Passage given:
__________________________________________________

A Spice Trip to Kerala

We have a look around the port city of Kochi, stroll through the harbour markets selling baskets of squirming crabs, sandal oil, spices, and, side by side with the food, traditional costumes for little girls – starched, creamy white dresses, skirts and blouses, embroidered with a shimmering gold trim. Along the shoreline we marvel at the men jogging impossibly up the steeply-pitched poles that hoist their China nets into and out of the harbour. And then we walk to the open air cooking school of Minnie Paul for the beginning of what we’ve really come to do in Kerala. Taste, learn, cook.

This was day one of a two week trip to Kerala state, the narrow band of southwestern India that restsbetween the Arabian Sea and the Western Ghats mountain range. That geography of ocean and mountains would be a constant companion on our trip – one that began in a splendid kitchen garden surrounded by neatly labelled trees, bushes, herbs, launching a culinary tour of Kerala with the banana leaf feast.

“It’s a lot of work, let me tell you,” Minnie Paul informed our group. Known as the Sadya, this was a vegetarian party meal she wouldn’t ordinarily serve at her school. Time consuming, labour intensive, and reserved for celebrations (particularly the Hindu festival of Onam). But Joe Thottungal, chef-owner of Ottawa’s Coconut Lagoon Restaurant, had asked her, nicely (apparently) and repeatedly. He wanted this Canadian group he was hosting – fans of his south Indian restaurant, on a spice tour of his home state – to experience a traditional harvest feast.

Minnie Paul and her staff had given in to Joe’s pleas, and had been up since the wee hours preparing.

Much to our pleasure.

After a wander through the garden, followed by an introduction to the typical ingredients, classic methods and critical spices that inform the cuisine of Kerala, we sat down to tables spread with white cloths and dark green banana leaves.  And then to the parade of side dishes. Rice piled at the centre of the green canvas was methodically surrounded with a smorgasbord of colour, dollop by dollop: the scarlet beetroot pachadi, glistening dark brown chutneys, a pile of banana chips. Mildly spiced curries were dropped on the leaf; cabbage thoran with grated coconut, mustard seed, curry leaves; pumpkin and red pea with fresh ginger in a coconut-cumin sauce; spicy pickles; coconut chutney, and crisp pappadum. A traditional dessert called Payasam was reminiscent of rice pudding, but made with mung beans mashed and sweetened with jaggery, cooked to the consistency of a thick milkshake, and crowned with roasted coconut meat.

__________________________________________________

Supplied information:
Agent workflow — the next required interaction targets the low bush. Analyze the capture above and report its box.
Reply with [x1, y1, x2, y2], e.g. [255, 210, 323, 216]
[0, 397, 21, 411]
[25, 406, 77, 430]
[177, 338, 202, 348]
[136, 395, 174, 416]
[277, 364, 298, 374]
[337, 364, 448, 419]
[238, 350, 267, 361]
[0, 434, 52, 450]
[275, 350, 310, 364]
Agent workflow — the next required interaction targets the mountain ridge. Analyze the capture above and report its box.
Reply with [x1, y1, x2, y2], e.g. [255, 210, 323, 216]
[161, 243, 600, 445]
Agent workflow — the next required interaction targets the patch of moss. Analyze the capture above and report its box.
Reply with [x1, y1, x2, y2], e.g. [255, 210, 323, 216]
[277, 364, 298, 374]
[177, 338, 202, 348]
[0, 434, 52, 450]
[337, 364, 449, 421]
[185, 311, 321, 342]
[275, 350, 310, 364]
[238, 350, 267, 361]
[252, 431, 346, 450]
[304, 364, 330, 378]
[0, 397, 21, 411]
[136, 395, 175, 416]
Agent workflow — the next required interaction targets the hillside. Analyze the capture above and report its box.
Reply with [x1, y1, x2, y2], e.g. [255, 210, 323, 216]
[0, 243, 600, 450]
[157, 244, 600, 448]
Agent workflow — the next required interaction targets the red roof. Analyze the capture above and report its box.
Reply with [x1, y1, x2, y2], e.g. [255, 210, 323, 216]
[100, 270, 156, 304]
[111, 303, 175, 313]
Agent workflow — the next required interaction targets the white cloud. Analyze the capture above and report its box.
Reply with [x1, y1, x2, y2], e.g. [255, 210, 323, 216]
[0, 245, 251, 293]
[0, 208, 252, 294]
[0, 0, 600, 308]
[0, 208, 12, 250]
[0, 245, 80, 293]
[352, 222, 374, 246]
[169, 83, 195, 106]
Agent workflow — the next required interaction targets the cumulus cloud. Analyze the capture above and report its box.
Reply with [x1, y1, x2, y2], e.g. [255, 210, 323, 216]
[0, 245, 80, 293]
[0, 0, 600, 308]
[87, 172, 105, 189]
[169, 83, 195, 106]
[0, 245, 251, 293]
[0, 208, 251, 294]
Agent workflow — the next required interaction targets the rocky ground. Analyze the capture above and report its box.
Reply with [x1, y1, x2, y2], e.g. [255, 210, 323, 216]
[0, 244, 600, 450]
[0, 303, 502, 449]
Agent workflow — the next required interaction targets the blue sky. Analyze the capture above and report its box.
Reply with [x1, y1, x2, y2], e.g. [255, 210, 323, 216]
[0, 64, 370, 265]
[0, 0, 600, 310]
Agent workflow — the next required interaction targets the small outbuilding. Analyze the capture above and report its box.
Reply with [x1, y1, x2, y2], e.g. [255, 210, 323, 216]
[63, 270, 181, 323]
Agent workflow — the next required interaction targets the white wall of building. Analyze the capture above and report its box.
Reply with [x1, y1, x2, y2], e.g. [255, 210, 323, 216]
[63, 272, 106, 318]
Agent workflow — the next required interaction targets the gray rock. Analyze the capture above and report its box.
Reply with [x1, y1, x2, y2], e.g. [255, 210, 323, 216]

__________________________________________________

Problems to work on:
1. In the Kerala spice trip article, what restaurant does Joe Thottungal own, and in which city is it located?
2. Pick up the Kerala spice trip article after its last sentence and write the next part in the same style.
The material has no connection to the Kerala spice trip article.

Answers to the tasks:
1. He is chef-owner of the Coconut Lagoon Restaurant in Ottawa.

2.
We were to encounter Sadya one more time, toward the end of our two weeks in Kerala, at a wedding feast in a teak heritage home in the village of Kumarakom. But it wasn’t as good as the first.

Somewhere in the middle, in the town of Kumily, was perhaps our most memorable meal. It had been a head-down, huffing walk up a steep hill, but when we arrived, hot and hungry, at the spice farm home of Joykutty Philip and family we were greeted to an oasis of green – and to a driveway spread with a tarpaulin of drying peppercorns and cloves. There was another  tour of splendid gardens, and then a cooking demonstration. We took turns making chapatis and grating fresh coconut. We picked peppercorns. And we ate a family meal beneath a canopy surrounded with the garden that produced the

spices, herbs, fruits and vegetables we were tucking into. A thoran of tender jackfruit and another dry-fry made with the mature jackfruit from the trees just behind us. There was an egg curry and a fish curry in which black tamarind starred. With these came lemon rice and a Kerala style tapioca dish, stained yellow with turmeric, flavoured with shallots, grated coconut, green chilies, mustard seed, curry leaf. More curry leaf was in a beef coconut curry. And more still, fried in coconut oil, was used as a garnish. “Without curry leaf,” chef Joe tells us, “there is no Kerala cuisine.” It was his oft-repeated, Om-like mantra.

Inspired by this lunch, there was a shopping spree in Kumily. On Lake Road, in a narrow store called Spice Cuisine. In my basket went peppercorns, cumin seed, black tamarind, cinnamon bark, nutmeg, mace, turmeric root, cashews, and five packages of green cardamom pods. Some to give away, more to keep.

When I’m feeling glum I’ve taken to snorting my Kerala cardamom stash. I uncap the tin in my spice drawer, sink my nose in and breathe deeply. The smell takes me back to the happy day spent over eating and shopping in Kumily, and also to the Gravol-popping journey through the Cardamom Hills the following day. We were in a bus destined for the tea plantations of Munnar, shepherded by a very fine fellow called Joy. But we were allowed to pause whenever there was a spot on the side of the road, step off the bus and take in the aroma.

After Kumily we were climbing again, to the region some call India’s Scottish Highlands, the plantations first established by a Scotsman called Munroe in the late nineteenth century.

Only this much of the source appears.